**INSTRUCTIONS TO FOLLOW:** Please copy the rows below word for word, starting at the line that contains "Can you see the yellow" and ending at the line that contains "column 433, row 69", with both of those lines included. Reproduce only that stretch.

**INFORMATION SHOWN:**
━━━━━━━━━━━━━━━━

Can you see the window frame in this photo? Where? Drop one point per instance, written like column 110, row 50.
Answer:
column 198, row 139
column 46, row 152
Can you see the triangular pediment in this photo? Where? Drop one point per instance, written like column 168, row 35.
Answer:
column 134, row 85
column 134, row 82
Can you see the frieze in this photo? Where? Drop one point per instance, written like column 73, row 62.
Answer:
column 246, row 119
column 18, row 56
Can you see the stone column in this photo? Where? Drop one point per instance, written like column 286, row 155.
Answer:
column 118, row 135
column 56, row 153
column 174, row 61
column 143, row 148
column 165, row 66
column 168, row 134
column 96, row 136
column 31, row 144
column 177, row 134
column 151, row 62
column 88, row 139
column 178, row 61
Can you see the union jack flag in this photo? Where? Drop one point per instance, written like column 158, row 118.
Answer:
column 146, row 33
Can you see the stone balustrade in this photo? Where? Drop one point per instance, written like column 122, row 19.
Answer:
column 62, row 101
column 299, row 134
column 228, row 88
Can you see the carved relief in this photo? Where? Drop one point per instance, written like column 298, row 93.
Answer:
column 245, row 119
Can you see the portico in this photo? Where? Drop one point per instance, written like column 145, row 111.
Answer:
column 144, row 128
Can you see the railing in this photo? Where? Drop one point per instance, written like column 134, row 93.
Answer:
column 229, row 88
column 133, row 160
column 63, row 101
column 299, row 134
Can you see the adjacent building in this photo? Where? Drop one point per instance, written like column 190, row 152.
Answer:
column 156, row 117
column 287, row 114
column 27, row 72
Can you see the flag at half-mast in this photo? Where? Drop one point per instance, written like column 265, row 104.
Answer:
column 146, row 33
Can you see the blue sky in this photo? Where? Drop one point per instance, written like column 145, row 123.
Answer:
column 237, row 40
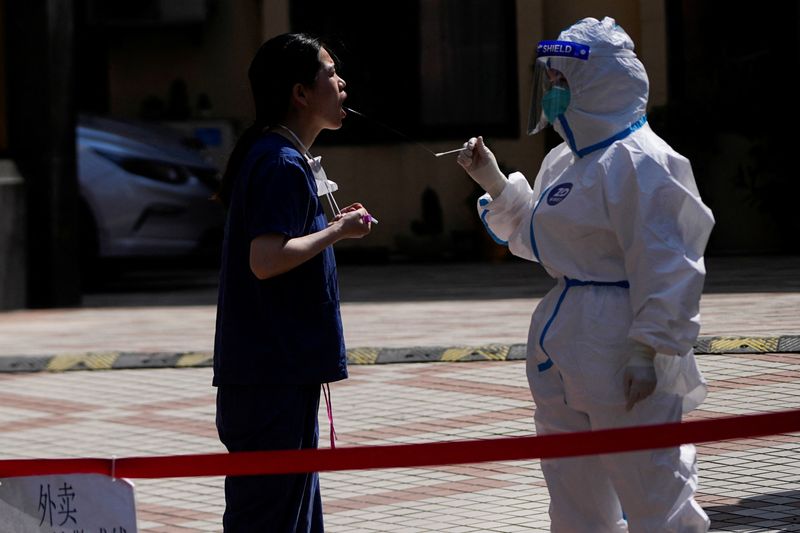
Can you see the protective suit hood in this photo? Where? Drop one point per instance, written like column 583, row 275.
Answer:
column 608, row 91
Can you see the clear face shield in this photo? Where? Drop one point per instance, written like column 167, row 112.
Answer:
column 550, row 94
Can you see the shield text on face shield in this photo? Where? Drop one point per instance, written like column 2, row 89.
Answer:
column 546, row 79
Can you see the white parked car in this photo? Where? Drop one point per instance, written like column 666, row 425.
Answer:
column 145, row 191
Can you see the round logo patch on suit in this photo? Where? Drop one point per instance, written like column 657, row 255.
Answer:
column 558, row 193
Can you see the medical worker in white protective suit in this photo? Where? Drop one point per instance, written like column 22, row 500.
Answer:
column 615, row 217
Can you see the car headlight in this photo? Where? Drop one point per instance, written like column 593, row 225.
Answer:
column 149, row 168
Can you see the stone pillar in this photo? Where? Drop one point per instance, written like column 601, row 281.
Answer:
column 12, row 238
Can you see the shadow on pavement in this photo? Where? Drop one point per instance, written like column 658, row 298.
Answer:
column 780, row 507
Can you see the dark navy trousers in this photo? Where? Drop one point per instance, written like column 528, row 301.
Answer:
column 270, row 417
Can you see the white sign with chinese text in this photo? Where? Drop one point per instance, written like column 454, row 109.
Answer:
column 82, row 503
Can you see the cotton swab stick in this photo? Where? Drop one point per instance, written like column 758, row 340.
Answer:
column 440, row 154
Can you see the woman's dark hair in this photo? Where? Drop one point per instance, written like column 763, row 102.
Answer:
column 279, row 64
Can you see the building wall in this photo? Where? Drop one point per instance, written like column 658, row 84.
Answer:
column 388, row 179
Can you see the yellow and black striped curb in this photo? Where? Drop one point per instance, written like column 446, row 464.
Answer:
column 358, row 356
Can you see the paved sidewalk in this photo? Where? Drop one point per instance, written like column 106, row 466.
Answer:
column 746, row 485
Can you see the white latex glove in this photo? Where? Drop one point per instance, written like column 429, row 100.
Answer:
column 481, row 165
column 640, row 375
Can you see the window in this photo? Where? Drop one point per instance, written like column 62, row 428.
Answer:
column 433, row 69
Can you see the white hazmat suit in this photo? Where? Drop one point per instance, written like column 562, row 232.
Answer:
column 616, row 218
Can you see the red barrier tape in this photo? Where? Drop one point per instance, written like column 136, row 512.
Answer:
column 417, row 455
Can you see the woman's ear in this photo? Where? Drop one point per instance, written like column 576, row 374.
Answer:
column 299, row 96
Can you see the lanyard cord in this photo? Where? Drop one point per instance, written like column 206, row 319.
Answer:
column 328, row 194
column 326, row 390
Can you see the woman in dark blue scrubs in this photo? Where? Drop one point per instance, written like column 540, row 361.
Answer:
column 279, row 331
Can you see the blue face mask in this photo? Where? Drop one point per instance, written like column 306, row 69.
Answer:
column 555, row 102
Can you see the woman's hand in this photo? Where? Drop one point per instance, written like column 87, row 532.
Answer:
column 353, row 221
column 481, row 165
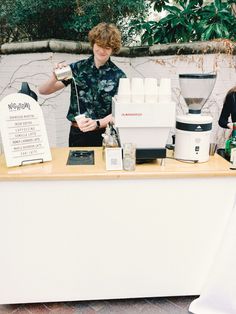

━━━━━━━━━━━━━━━━

**FINISHED TASK:**
Can you see the yellow and black striped curb in this photo? Where? Drop one point per instance, written like column 446, row 464.
Answer:
column 358, row 356
Can you see the paved sidewalk in this photo? Where? Drop one point per instance, written like column 106, row 466.
Answer:
column 746, row 485
Can you see the white latex glove in this photo? Where? Drop one point per instance, written like column 429, row 100.
Answer:
column 481, row 165
column 640, row 375
Can you see the window in this photo? Where? Drop one point per instance, written like column 62, row 428.
Answer:
column 433, row 69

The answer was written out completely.